* Exercise goal
Find the line in the entries below that contains "Query: wooden pew". Repeat it exactly, and every line after it through the line that contains "For the dataset, pick out the man's arm".

Records from a collection:
########
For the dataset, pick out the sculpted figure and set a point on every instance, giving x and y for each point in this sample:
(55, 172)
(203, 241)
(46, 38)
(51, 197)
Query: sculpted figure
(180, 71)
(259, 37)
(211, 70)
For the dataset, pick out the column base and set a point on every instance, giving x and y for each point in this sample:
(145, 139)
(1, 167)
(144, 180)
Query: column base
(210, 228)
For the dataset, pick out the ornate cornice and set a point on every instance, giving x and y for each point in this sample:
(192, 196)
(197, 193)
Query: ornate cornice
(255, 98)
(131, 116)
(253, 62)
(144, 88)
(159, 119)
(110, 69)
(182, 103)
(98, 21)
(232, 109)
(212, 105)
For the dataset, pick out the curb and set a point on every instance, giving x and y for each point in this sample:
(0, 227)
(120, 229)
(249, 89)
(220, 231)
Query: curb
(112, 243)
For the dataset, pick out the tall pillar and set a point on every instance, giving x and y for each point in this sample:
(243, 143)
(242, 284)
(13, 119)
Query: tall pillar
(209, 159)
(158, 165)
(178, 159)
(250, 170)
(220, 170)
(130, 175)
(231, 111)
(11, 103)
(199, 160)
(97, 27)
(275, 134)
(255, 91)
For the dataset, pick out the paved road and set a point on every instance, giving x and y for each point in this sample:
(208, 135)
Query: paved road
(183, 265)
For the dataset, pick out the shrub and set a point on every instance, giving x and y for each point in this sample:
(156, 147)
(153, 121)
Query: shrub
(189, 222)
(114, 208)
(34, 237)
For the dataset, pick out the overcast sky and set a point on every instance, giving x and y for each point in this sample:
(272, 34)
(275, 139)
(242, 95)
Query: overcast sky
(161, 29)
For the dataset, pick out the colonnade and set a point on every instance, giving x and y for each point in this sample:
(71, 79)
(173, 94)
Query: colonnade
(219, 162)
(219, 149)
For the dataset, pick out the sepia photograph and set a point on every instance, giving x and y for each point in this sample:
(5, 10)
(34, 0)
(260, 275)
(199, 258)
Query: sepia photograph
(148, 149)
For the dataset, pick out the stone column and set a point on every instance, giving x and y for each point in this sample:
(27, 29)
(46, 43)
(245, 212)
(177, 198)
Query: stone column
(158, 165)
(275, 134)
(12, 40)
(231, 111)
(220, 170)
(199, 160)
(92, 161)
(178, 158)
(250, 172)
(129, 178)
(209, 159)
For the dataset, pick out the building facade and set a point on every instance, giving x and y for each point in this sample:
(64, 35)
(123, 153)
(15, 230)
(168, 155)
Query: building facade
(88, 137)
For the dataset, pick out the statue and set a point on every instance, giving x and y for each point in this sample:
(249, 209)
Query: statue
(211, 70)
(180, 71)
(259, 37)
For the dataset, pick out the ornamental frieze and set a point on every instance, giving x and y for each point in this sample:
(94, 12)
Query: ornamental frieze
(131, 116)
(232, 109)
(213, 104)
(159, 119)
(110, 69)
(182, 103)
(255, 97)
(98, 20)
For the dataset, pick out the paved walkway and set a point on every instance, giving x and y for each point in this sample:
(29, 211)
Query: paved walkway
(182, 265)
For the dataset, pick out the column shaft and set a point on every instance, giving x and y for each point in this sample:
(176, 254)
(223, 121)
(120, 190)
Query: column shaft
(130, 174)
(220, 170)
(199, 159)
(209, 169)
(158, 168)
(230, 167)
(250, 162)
########
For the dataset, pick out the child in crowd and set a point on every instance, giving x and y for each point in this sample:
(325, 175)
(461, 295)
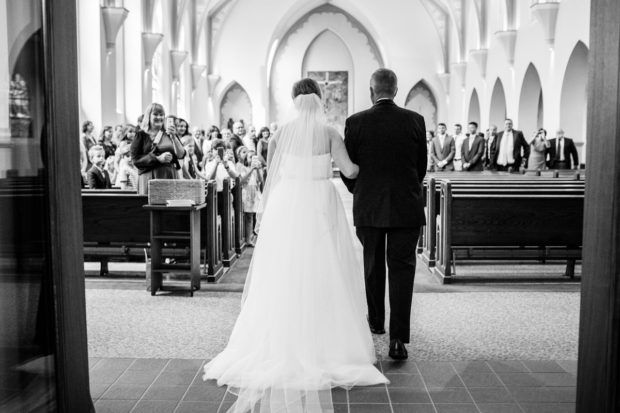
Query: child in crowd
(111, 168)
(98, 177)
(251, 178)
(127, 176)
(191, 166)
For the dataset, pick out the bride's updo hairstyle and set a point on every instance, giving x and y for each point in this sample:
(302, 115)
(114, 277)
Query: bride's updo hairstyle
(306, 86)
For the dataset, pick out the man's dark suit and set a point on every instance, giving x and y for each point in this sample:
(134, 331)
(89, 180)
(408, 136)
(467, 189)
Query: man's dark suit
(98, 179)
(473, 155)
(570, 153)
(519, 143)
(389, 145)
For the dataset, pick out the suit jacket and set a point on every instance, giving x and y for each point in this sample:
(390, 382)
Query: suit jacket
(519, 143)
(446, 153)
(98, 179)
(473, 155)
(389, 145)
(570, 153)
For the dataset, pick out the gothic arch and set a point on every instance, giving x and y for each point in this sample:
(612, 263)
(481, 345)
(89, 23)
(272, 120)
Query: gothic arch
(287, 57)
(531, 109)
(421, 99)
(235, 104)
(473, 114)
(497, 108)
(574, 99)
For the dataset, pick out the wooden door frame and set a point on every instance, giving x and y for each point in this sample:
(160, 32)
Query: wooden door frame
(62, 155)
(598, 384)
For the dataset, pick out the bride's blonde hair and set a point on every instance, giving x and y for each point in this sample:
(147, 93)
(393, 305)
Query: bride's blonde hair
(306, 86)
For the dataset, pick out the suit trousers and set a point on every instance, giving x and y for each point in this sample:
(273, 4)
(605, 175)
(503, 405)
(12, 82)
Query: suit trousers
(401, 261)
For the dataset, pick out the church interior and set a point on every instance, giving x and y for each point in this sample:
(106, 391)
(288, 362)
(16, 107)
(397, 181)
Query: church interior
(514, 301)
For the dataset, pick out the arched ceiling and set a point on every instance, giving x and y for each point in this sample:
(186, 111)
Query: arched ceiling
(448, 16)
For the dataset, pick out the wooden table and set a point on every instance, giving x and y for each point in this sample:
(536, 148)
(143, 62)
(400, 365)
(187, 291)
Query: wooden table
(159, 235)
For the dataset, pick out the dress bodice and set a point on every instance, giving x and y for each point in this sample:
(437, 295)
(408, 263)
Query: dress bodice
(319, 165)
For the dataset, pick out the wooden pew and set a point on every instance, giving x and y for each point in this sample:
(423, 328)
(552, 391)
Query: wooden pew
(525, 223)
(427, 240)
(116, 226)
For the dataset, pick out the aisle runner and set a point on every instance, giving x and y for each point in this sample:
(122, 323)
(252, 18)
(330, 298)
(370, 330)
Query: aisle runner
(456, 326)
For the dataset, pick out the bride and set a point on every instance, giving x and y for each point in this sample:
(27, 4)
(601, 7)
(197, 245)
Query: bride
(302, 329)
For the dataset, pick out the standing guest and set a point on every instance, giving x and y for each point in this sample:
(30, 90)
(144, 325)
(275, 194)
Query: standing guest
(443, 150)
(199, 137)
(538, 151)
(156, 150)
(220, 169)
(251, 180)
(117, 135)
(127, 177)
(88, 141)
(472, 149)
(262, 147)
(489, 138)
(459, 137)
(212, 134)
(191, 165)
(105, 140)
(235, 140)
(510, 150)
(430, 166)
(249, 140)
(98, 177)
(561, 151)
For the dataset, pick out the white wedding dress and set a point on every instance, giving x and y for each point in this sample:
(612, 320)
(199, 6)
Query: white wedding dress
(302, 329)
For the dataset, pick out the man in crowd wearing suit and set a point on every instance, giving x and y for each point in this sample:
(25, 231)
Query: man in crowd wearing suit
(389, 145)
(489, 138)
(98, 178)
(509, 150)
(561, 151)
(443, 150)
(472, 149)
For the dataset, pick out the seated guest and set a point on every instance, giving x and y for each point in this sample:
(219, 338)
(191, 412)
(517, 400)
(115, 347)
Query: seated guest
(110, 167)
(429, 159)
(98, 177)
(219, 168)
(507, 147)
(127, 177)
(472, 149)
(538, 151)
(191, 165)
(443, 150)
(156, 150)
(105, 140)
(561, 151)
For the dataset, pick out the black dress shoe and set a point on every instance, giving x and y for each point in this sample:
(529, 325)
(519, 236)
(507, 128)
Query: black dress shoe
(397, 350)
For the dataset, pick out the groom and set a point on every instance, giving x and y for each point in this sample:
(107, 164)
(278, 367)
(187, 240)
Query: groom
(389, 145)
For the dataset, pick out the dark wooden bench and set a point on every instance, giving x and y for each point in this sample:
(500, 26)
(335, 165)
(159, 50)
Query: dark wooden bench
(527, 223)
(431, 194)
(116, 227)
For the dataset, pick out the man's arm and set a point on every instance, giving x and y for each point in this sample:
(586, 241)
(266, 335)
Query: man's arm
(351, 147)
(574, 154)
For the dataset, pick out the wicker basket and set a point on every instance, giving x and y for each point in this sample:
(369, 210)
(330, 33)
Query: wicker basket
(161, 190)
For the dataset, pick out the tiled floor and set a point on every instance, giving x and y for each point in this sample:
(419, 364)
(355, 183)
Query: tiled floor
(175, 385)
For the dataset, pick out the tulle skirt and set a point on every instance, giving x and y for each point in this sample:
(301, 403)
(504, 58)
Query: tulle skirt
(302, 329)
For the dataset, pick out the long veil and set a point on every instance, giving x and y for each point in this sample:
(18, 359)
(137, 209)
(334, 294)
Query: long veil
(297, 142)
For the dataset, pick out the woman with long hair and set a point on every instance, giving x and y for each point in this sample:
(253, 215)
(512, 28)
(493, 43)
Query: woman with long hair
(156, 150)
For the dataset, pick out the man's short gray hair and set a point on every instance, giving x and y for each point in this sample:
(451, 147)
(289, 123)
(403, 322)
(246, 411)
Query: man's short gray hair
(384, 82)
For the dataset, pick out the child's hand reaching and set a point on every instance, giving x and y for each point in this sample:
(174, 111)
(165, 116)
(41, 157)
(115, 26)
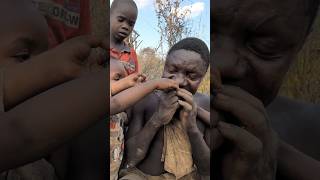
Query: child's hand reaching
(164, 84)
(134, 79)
########
* Result
Query: wooden pew
(525, 223)
(427, 240)
(116, 226)
For the dataset, pick out the aisle runner and set a point on every instance, giving x and y for each point in this sample:
(122, 323)
(252, 18)
(330, 298)
(370, 330)
Query: aisle runner
(456, 326)
For the dataset, pick out the bride and set a point on every instance, giving x and y for each point in this sample:
(27, 4)
(601, 7)
(197, 245)
Query: bride
(302, 329)
For the dataset, pick out the standing guest and set a point on every instance, giving x and y for each point in this sample:
(30, 90)
(144, 325)
(275, 194)
Query: standing guest
(443, 150)
(199, 137)
(538, 151)
(156, 150)
(220, 169)
(251, 180)
(117, 135)
(127, 177)
(88, 141)
(472, 149)
(262, 147)
(489, 138)
(459, 137)
(212, 134)
(191, 165)
(105, 140)
(235, 140)
(510, 150)
(430, 166)
(249, 140)
(98, 177)
(561, 151)
For the dataset, pick out the white wedding dress and set a point on every instance, giving x and y for each point in this sample:
(612, 320)
(199, 6)
Query: white wedding dress
(302, 329)
For the dataset, pick out the man in crowd wearing suit and set a point on every instance, giving x and y for each point in this sample:
(25, 231)
Query: man in crowd wearing suit
(389, 145)
(489, 138)
(98, 178)
(509, 150)
(561, 151)
(443, 150)
(472, 149)
For the dataset, pick out the seated guest and set a point on every instance, giving x and y for each point in this sample:
(219, 338)
(191, 412)
(517, 400)
(115, 347)
Query: seated guest
(110, 167)
(429, 159)
(98, 177)
(219, 168)
(507, 147)
(127, 177)
(472, 149)
(538, 151)
(191, 165)
(443, 150)
(156, 150)
(105, 140)
(561, 151)
For the dataset, pick out the black dress shoe and set a point on every instance, giving x and y for each point in this sample:
(529, 325)
(519, 236)
(507, 128)
Query: black dress shoe
(397, 350)
For the dataset, pick out the groom and set a point on every instance, giving x and y for each point in this sample:
(107, 164)
(278, 367)
(187, 240)
Query: groom
(389, 145)
For the dataset, pick out the dark wooden bench and set a point on every instance, giving x and y for each point in this sample:
(500, 26)
(335, 165)
(159, 50)
Query: dark wooden bench
(527, 223)
(431, 194)
(116, 227)
For the dataset, pick out the man's arm and set a point on every instance, giving x and y for each point in this sample:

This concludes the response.